BRIEF - Gather every line in the entries below that contains the word "hutch", and copy each of those lines out.

Rows from a dataset

>>>

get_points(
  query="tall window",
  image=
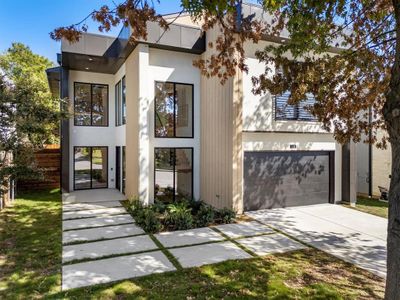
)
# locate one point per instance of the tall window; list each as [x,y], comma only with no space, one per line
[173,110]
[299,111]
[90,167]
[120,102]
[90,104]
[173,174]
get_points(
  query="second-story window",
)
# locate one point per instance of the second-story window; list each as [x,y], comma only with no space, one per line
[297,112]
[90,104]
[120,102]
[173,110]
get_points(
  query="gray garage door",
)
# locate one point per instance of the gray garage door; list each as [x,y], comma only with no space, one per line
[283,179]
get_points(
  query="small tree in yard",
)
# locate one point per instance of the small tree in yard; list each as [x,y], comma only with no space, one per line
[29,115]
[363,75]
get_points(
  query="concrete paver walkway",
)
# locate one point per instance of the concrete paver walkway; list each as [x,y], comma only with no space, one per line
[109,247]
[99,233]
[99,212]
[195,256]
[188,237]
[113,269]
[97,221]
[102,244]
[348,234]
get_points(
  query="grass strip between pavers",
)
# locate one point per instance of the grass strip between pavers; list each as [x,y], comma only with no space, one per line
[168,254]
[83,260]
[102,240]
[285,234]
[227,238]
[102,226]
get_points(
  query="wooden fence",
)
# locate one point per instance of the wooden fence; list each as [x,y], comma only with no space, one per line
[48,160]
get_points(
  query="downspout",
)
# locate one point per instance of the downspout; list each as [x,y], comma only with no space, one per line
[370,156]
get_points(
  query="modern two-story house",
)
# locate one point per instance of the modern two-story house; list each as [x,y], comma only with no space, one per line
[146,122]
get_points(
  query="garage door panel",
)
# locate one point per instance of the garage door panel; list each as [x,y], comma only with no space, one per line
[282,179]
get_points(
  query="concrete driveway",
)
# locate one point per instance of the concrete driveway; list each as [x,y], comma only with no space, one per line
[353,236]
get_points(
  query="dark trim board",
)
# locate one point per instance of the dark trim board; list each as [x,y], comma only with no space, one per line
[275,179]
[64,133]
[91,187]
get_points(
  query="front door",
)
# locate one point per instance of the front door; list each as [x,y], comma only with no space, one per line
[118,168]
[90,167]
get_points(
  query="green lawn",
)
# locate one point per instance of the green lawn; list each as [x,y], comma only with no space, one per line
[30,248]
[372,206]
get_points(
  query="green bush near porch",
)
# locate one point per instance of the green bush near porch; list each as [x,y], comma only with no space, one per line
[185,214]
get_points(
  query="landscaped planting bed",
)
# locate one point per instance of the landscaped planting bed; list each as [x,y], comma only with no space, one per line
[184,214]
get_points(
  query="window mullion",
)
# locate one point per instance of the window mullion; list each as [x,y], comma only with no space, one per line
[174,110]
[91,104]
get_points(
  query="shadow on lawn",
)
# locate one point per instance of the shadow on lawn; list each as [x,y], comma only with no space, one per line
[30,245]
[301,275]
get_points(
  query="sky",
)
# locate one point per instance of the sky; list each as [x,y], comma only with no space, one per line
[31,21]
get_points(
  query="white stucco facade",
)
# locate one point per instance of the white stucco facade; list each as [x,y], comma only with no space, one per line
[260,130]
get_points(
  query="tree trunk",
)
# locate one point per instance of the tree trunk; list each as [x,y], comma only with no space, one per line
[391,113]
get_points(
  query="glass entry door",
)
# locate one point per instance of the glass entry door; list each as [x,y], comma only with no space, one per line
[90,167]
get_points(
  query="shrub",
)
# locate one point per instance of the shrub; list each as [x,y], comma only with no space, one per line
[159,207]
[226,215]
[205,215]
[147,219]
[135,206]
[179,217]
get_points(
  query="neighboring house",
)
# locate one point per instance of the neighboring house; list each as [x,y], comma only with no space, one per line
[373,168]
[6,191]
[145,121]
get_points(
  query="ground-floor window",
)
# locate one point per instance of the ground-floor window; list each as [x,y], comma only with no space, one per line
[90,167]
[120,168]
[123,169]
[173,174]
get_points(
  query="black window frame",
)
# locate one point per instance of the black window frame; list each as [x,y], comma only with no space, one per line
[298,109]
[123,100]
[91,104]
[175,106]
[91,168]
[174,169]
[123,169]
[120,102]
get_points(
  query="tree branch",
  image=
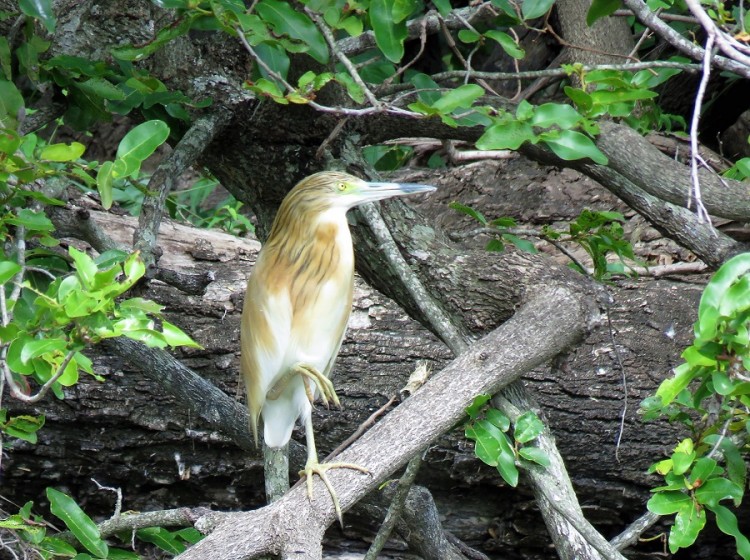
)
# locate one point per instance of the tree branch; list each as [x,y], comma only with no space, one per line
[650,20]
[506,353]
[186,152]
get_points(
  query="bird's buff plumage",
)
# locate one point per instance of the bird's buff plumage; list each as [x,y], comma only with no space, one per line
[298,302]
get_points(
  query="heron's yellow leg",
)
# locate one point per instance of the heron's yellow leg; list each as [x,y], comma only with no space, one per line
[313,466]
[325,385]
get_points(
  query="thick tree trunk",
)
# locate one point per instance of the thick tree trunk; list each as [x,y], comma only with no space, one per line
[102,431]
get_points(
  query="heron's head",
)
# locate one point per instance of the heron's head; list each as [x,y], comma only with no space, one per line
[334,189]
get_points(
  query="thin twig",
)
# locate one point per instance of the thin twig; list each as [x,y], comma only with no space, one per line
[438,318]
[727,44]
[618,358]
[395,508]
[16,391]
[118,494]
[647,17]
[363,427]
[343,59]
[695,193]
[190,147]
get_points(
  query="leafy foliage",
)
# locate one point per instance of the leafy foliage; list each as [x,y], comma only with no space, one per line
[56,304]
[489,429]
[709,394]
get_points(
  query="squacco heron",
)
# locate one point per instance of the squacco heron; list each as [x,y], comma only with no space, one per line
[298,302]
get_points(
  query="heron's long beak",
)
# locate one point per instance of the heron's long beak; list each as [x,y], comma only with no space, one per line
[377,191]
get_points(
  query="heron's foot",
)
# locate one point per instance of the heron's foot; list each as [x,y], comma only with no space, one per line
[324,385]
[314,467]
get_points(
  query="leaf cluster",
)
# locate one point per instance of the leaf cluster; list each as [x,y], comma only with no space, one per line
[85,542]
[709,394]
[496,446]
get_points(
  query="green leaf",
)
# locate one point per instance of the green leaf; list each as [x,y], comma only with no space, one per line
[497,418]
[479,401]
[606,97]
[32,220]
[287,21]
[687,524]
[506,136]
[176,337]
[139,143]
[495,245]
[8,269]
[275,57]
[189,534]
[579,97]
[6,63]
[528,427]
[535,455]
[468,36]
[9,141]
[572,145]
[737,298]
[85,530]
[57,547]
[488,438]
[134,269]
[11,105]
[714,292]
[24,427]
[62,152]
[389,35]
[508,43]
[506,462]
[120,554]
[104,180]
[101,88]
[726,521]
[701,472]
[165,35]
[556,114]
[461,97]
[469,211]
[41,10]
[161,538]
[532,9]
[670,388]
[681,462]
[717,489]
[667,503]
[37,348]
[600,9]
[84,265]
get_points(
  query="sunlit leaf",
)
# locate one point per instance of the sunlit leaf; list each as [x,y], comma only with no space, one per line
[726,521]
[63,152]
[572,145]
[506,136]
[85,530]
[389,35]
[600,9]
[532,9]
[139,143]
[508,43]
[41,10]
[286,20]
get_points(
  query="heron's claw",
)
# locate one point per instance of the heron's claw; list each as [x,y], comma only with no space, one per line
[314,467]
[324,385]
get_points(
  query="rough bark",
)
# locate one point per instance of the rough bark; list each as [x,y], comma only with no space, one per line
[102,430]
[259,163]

<<<
>>>

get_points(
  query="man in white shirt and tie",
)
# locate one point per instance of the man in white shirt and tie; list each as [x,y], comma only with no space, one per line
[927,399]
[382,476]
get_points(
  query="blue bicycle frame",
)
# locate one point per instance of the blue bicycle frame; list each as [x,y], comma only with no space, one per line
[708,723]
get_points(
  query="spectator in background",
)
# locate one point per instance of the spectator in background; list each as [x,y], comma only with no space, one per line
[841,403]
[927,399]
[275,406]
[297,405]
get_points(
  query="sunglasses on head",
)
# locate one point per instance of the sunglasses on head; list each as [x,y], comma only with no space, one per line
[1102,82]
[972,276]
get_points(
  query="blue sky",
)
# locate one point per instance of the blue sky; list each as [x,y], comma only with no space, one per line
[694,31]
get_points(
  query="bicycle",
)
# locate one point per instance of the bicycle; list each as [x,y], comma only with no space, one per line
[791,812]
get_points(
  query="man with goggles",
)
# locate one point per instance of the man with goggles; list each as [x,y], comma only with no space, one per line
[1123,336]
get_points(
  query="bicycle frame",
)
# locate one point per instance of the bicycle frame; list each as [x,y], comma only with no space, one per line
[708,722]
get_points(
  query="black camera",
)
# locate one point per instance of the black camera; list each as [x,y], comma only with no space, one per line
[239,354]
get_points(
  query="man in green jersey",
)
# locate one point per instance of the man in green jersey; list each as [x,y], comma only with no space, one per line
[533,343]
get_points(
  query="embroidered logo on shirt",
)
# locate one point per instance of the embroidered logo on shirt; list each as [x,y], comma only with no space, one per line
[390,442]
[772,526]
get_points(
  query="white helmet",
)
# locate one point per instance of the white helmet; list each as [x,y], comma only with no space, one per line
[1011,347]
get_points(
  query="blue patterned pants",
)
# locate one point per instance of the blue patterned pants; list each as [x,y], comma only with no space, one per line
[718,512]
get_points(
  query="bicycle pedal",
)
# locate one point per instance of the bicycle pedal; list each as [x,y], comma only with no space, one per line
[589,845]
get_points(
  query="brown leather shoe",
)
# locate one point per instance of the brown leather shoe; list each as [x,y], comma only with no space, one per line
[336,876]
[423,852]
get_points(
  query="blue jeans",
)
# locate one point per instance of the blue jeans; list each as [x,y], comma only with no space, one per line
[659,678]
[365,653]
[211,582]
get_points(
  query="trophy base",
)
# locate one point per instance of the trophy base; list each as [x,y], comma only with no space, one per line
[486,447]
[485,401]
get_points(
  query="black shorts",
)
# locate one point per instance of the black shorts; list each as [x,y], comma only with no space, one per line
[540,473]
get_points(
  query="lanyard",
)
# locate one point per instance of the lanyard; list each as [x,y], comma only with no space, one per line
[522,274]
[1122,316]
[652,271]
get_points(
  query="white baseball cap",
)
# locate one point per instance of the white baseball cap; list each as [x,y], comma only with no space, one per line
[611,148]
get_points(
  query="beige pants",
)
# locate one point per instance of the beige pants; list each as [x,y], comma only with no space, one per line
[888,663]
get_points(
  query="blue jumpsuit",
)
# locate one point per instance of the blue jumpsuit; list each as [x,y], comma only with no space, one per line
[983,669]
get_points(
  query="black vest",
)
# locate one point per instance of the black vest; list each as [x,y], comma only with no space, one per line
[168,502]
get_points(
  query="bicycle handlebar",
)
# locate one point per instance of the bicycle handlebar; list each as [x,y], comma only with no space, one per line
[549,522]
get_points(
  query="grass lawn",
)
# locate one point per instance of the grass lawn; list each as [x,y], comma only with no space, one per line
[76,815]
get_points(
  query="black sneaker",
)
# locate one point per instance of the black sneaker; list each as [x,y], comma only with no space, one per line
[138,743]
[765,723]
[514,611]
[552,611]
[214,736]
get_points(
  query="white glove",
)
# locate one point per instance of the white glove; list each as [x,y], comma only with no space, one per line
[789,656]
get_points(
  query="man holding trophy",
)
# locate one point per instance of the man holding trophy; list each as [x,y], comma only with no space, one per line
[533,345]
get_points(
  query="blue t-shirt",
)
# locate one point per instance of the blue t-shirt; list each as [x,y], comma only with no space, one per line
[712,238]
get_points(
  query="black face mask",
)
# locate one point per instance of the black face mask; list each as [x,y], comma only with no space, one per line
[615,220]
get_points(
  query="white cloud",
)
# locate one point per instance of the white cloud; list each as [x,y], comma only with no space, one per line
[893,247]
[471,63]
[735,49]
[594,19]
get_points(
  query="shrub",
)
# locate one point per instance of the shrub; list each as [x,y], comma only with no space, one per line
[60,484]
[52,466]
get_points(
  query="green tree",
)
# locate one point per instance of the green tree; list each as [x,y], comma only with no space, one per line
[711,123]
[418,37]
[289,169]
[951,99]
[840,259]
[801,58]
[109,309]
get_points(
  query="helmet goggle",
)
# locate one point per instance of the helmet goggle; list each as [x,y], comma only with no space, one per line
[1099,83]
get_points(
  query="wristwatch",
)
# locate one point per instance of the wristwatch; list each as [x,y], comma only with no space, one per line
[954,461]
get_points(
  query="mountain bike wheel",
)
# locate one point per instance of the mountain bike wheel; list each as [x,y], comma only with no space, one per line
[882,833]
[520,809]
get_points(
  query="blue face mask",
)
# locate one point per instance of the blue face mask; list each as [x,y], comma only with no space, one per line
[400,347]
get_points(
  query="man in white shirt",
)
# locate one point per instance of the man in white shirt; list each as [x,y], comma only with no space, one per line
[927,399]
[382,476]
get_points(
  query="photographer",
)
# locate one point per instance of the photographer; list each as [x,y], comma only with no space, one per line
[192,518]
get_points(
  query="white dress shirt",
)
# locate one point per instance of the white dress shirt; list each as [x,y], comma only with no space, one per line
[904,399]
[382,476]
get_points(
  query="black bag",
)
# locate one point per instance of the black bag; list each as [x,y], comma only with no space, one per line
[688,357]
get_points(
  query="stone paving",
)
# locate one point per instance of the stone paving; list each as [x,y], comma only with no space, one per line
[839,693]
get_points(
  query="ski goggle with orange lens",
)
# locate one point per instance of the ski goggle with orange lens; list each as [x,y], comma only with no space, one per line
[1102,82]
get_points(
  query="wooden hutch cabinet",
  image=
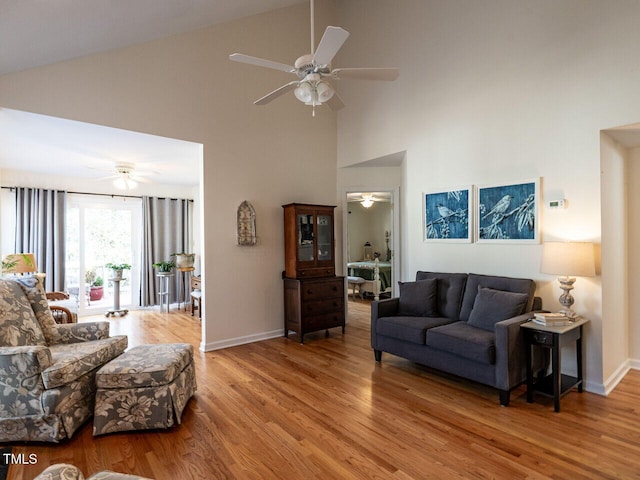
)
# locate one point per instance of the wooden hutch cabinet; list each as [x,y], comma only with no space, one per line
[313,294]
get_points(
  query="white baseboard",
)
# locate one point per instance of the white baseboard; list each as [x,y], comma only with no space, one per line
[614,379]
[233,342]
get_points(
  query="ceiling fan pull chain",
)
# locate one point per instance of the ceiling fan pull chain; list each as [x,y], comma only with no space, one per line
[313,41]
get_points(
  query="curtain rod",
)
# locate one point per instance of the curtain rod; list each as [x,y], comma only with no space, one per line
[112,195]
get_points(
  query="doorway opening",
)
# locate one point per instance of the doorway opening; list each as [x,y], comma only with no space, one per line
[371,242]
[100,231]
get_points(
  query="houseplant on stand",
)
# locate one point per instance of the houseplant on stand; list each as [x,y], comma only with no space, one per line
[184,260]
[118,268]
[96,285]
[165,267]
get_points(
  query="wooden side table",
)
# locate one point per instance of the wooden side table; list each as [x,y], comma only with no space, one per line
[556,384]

<<<
>>>

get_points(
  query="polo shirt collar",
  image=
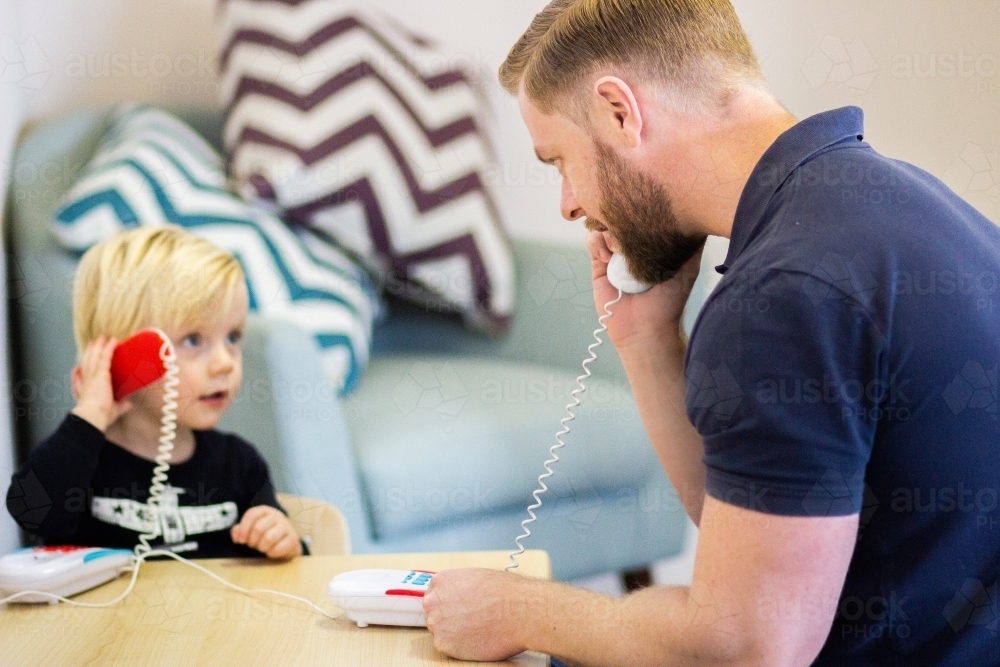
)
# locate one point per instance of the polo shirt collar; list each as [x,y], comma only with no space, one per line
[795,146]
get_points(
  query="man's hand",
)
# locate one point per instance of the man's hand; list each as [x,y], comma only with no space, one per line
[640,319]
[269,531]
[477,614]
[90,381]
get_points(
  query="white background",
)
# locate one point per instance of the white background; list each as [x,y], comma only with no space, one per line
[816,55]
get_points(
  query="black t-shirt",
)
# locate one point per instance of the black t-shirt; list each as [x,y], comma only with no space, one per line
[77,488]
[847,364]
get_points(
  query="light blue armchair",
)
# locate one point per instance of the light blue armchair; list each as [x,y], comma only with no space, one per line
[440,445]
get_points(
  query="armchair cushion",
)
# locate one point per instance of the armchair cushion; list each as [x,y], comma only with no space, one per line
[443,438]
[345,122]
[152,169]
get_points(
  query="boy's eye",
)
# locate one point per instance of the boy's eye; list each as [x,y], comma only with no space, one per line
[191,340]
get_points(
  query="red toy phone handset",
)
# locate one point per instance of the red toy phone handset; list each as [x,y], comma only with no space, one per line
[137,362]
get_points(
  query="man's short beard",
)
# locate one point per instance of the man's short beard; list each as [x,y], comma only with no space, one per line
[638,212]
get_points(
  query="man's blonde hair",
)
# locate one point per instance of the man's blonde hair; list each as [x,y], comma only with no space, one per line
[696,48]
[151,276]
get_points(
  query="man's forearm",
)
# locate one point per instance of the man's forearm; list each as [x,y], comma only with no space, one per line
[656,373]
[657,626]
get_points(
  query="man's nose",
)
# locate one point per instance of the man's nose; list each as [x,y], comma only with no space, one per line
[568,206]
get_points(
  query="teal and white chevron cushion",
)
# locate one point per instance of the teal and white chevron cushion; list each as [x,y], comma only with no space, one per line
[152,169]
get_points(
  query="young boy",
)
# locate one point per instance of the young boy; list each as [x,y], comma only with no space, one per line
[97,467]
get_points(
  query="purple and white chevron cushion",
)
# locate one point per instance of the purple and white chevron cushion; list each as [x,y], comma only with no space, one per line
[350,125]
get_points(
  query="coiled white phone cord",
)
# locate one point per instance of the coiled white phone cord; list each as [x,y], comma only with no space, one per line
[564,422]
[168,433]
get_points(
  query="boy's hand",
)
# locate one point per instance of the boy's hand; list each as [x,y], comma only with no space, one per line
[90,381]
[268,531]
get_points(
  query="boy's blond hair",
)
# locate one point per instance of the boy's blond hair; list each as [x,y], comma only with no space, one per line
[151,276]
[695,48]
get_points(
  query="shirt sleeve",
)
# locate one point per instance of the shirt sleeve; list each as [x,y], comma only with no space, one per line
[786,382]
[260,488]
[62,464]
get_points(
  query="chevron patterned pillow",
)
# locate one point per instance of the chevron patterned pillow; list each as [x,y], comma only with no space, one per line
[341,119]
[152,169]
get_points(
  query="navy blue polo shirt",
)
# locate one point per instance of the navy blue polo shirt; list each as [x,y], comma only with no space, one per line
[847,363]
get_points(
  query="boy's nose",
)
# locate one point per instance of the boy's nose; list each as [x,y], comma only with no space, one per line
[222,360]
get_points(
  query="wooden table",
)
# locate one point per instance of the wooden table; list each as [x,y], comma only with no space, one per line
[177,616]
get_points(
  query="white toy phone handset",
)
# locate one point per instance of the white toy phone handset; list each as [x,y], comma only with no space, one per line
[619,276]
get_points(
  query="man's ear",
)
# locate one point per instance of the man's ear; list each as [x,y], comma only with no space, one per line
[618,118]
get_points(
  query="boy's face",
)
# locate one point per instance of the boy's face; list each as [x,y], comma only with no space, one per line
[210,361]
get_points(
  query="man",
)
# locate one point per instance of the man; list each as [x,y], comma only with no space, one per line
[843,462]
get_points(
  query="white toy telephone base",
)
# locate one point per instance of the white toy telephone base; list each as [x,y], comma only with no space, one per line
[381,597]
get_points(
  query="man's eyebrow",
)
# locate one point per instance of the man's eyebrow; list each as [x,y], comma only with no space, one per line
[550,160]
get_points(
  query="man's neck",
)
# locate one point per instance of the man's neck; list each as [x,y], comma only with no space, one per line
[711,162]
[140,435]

<<<

TASK RESPONSE -
  query="wooden hutch cabinet",
# locate one point per instance of the wooden hutch cabinet; list each as [x,y], comma only with no space, one per line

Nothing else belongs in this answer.